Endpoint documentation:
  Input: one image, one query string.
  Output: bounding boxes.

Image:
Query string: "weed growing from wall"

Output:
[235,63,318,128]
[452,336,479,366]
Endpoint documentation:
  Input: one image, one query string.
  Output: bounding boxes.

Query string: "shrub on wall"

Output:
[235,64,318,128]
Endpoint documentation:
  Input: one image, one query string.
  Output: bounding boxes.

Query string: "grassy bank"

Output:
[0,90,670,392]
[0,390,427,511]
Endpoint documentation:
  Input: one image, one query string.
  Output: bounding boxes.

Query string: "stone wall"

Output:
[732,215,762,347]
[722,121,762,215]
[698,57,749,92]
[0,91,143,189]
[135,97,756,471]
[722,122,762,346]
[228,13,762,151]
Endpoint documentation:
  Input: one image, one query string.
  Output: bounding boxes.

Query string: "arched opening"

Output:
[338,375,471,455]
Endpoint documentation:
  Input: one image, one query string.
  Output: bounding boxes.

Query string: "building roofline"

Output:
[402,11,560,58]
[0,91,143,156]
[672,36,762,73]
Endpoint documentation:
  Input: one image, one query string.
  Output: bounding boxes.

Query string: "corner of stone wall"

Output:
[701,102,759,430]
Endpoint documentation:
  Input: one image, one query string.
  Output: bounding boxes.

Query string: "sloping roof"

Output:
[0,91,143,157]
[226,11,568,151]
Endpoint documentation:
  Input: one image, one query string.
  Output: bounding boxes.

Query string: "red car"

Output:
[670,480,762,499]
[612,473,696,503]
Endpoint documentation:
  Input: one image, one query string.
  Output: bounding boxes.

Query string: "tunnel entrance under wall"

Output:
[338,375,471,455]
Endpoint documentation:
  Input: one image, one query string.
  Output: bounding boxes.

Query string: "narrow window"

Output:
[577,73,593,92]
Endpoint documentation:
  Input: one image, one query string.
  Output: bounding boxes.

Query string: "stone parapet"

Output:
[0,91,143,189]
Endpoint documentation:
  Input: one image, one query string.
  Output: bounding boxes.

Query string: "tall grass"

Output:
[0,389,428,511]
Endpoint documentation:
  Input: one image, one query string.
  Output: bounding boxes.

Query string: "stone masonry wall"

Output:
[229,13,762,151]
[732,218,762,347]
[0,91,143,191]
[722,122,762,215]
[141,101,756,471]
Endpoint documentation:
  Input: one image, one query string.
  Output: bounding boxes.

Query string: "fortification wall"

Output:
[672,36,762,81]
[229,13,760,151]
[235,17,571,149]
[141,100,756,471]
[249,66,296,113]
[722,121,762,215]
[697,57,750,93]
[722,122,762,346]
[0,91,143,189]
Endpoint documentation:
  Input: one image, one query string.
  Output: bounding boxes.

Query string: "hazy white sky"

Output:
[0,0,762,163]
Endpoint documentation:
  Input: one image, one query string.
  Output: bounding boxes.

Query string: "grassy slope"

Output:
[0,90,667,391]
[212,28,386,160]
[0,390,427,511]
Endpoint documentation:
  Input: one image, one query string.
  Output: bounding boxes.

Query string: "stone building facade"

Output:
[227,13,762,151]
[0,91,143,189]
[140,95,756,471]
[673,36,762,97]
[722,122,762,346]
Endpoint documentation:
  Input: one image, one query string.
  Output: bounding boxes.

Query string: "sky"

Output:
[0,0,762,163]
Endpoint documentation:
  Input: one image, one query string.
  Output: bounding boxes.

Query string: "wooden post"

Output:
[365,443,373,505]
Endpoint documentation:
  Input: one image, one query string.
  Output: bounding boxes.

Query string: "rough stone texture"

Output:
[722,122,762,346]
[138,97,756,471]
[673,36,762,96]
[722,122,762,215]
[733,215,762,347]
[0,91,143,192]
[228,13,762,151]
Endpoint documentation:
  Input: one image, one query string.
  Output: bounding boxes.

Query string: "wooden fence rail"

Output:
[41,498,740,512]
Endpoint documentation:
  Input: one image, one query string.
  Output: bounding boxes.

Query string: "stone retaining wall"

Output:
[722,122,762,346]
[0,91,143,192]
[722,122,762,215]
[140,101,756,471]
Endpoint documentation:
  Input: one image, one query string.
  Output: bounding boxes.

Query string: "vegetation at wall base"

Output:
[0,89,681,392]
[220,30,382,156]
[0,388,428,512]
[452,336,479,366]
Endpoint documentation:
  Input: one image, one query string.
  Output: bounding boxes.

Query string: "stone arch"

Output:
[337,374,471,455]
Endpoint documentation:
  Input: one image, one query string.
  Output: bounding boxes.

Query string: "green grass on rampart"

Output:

Problem requirements - Rewrite all of the material above, substituting "box coordinates" for every occurrence of "bounding boxes" and leaving the rest unchanged.

Result of the exercise -
Endpoint documentation:
  Input: one image, one query string.
  Output: box coordinates.

Image:
Query string: "weed growing from wall"

Output:
[235,63,318,128]
[452,336,479,366]
Endpoint documentation:
  Input: one image, one query string.
  Output: box coordinates.

Query string: "shrub on wall"

Output:
[235,64,318,128]
Endpoint documentation:
  Input: one image, one query string.
  Output: box coordinates.

Query string: "grassy bank"

Output:
[0,90,670,392]
[0,390,427,511]
Endpoint documentation:
  Input: one image, one query string.
  Output: box coordinates.

Query string: "stone wall"

Output:
[732,215,762,347]
[722,121,762,215]
[698,57,749,92]
[0,91,143,189]
[135,97,756,471]
[722,122,762,346]
[228,13,762,151]
Endpoint documentation:
  Input: one image, one query string.
  Output: box coordinates.

Query string: "arched opening"

Output:
[338,375,471,455]
Endpoint documentation:
  Input: one image, one query string.
  Output: box coordinates.

Query string: "building roofline"

Output:
[402,11,560,58]
[0,91,143,156]
[672,36,762,73]
Endpoint documentation:
  Input: one image, one query string.
  Output: box coordinates.

Query string: "corner of stone wall"

Output:
[701,102,759,430]
Endpoint documentation:
  Input: one image, one query string.
  Output: box coordinates.

Query string: "sloping roof"

Output:
[0,91,143,157]
[226,11,568,151]
Endpoint documentation:
  Input: one image, one query string.
  Output: box coordinates.

Query string: "red car"

Output:
[670,480,762,499]
[612,473,696,503]
Endpoint documentation:
  Input: one image, one query string.
  Output: box coordinates.

Query string: "tunnel entrance under wall"

Output:
[338,375,471,455]
Endpoint documentation:
  Input: one image, one query string.
  Output: box coordinates.

Query string: "narrow window"

Output:
[577,73,593,92]
Endpoint documentation:
  Input: one image, one query string.
  Output: box coordinates.

Query string: "stone parapet"

Output:
[0,91,143,189]
Endpoint documentation:
  Input: one image, one query string.
  Output: box coordinates.

Query string: "tall grass"

Output:
[0,389,428,511]
Endpoint documentation:
  Input: one image, one query string.
  Output: box coordinates.

Query string: "stone masonry wall"

Output:
[229,13,762,151]
[732,218,762,347]
[0,91,143,191]
[722,122,762,215]
[141,101,756,471]
Endpoint documentation:
  Input: one image, one query string.
  Output: box coordinates.

Query string: "fortification wall"

Output:
[672,36,762,81]
[229,13,760,151]
[235,17,571,149]
[141,100,756,471]
[249,66,296,113]
[722,121,762,215]
[697,57,750,93]
[722,122,762,346]
[0,91,143,189]
Endpoint documentation:
  Input: one image, one query string.
  Output: box coordinates.

Query string: "hazy white sky"

Output:
[0,0,762,163]
Endpoint documentation:
  Input: one image, one query string.
  Output: box coordinates.

Query string: "grassy slope"

Output:
[0,90,667,391]
[212,28,386,160]
[0,390,427,511]
Endpoint documentation:
  Input: one image, one query string.
  Output: box coordinates.

Query string: "stone building facade"

Output:
[227,13,762,151]
[0,91,143,189]
[140,95,756,471]
[673,36,762,97]
[722,122,762,346]
Endpoint documentation:
  Input: one image, one query string.
  Output: box coordinates.

Query string: "sky"

Output:
[0,0,762,163]
Endpoint documentation:
  Input: one image, one query string.
  Output: box coordinates.

Query string: "wooden post"

Output:
[365,443,373,505]
Endpoint documentation:
  Input: one image, one query string.
  Output: box coordinates.

Query string: "rough stone texture"

Output:
[722,122,762,346]
[138,97,756,471]
[673,36,762,96]
[722,122,762,215]
[733,215,762,347]
[0,91,143,192]
[228,13,762,151]
Endpoint documentation:
  Input: one image, one query string.
  Output: box coordinates.

Query string: "wooden fence rail"

Output:
[41,498,740,512]
Endpoint documentation:
  Input: one image, one query string.
  Output: box coordinates.

Query string: "stone retaining wall"

Output:
[722,122,762,346]
[0,91,143,192]
[722,122,762,215]
[140,101,756,471]
Endpoint documentation:
  Input: one image, one query string.
  Output: box coordinates.

Query string: "vegetation at wall base"

Output:
[0,89,681,392]
[220,30,382,156]
[0,388,428,512]
[452,336,479,366]
Endpoint documentation:
  Input: one image, one query string.
  Output: box coordinates.

Query string: "stone arch"

Output:
[337,374,471,455]
Endpoint documentation:
  Input: one image, one query string.
  Output: box coordinates.

Query string: "green grass on rampart"

Output:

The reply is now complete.